INFORMATION SUPPLIED =
┄┄┄┄┄┄┄┄┄┄┄┄┄┄┄┄┄┄┄┄

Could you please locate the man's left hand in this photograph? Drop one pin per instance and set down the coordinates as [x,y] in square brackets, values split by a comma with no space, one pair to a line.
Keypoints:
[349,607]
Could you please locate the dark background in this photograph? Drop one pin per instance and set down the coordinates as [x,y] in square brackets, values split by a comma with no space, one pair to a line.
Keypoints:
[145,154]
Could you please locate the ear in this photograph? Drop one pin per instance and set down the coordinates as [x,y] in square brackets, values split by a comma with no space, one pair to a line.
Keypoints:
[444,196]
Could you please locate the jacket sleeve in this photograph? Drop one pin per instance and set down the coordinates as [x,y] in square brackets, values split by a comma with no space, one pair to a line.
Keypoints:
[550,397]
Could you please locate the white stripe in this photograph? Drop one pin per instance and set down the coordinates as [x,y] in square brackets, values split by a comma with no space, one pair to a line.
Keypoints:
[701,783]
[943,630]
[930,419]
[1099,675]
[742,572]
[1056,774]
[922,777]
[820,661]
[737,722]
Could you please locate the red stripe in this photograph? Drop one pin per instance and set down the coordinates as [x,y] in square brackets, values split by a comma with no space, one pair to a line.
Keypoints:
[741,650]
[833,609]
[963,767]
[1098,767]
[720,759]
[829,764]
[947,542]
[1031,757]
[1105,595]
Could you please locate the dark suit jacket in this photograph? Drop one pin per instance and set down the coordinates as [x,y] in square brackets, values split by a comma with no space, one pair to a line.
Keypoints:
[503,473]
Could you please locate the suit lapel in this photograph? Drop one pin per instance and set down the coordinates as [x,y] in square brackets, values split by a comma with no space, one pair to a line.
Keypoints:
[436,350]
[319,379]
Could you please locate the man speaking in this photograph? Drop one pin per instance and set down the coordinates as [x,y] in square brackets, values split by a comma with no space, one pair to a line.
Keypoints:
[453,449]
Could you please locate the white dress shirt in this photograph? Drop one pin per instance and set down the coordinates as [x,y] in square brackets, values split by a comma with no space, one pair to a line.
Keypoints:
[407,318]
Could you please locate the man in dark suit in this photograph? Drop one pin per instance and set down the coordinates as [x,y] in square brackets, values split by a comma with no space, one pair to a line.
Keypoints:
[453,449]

┄┄┄┄┄┄┄┄┄┄┄┄┄┄┄┄┄┄┄┄

EXERCISE DIRECTIONS = Lay out all the records above as a two-column CSV with the header row instruction,response, one row per record giving its text and its answer. Put each value in a single double-quoted field, and replace every line break with a space.

CORRECT OUTPUT =
instruction,response
"Could you please locate the man's left hand in this photograph? Drop one pin per instance and set down the coordinates as [x,y] in square brackets, values split by a comma with no space, one pair to a line. Keypoints:","[349,607]"
"Could you please locate the dark background in this photograph? Drop one pin per instance and set down the coordinates as [x,y] in square brackets, values split by a comma with no space, one pair to a line. Keypoints:","[145,154]"
"Could you please locate the ear in this photograph? Drop one pin per instance and set down the coordinates as [x,y] in square brackets, values split by a comma with no space, one pair to a line. Keypoints:","[444,196]"
"Could you please locate the jacket sleeve in this photograph? Drop one pin per instance and set down the coordinates as [x,y] in square brackets, values split by a comma with no space, one pair to a line. Keypoints:","[550,397]"
"Could you please locate the white stripe in this photograph? Drop one pin per instance and set down the coordinates as [x,y] in square brackets, values split by a comma with no space, one pair to a line. Keypoints:","[701,783] [943,630] [930,419] [1099,675] [742,572] [1056,774] [922,777] [820,661] [737,722]"
"Could you please locate the red stripe in this photograph? Drop one pin per instance and set down the coordinates as [x,y] in square brackets, values split by a comma with no space, one pair to a line. Keypoints:","[741,650] [833,609] [963,767] [1098,767] [720,759] [829,764] [947,542] [1031,757] [1105,595]"
"Could you please locate the dark suit jacket in this photograph? Drop one pin per instance and set down the coordinates as [x,y] in square brackets, values split by a comma with no space, one pair to a line. Keypoints:","[503,473]"
"Could you please locate the suit lapel in this photograph? Drop one pin per instance and set down the coordinates as [x,y] in square brackets, values split by a comma with no space, one pair to a line. Keypoints:","[436,350] [319,379]"
"Could you please locate the man speaking in this photograph? Drop one pin per instance and set down the coordinates as [x,y] in square brackets, values split by a comma with no space, one pair to a line. Keypoints:","[453,449]"
"Could you please locate the white dress shirt in this photograph? Drop one pin per instance and set down the coordinates as [x,y] in square brackets, values split by a comma with no space, one pair to a line. Keypoints:","[407,318]"
"Could you please locate the man in dark suit in this photograph? Drop one pin per instance and set down the coordinates as [x,y] in square brackets, values split by a comma with no space, one pair to a line. Keypoints:","[453,449]"